> _DATA SUPPLIED_:
────────────────────

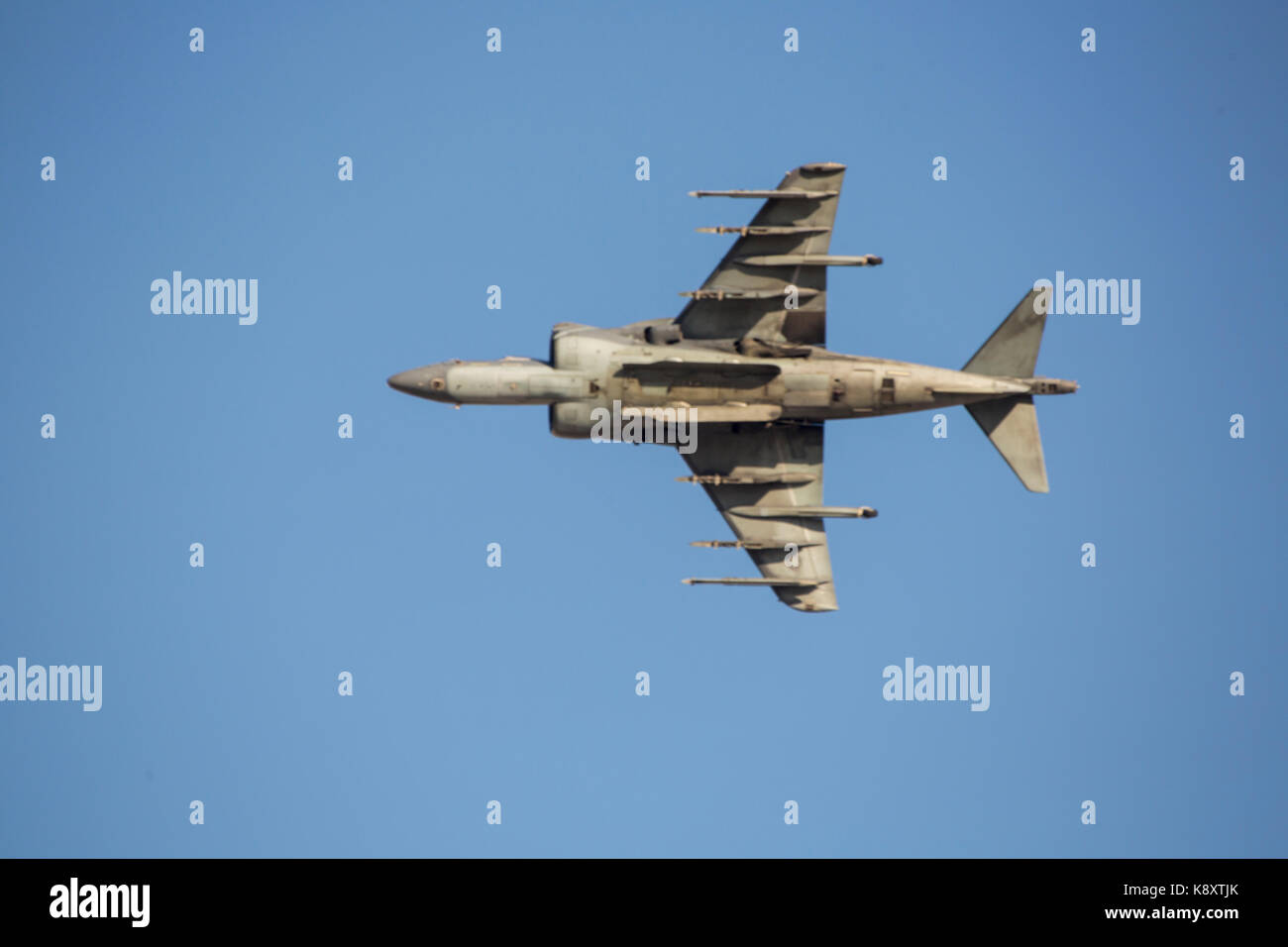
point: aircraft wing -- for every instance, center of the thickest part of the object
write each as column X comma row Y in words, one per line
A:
column 785, row 245
column 767, row 480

────────────────────

> _TASK REQUIREMENTS_:
Quote the material word for word, dropping any images it holds.

> _SOLUTION FOR THIS EXERCISE_:
point: aircraft wing -- for every instance, center of the thickest part of the object
write each as column X comma row Y in words, one per line
A:
column 785, row 245
column 767, row 480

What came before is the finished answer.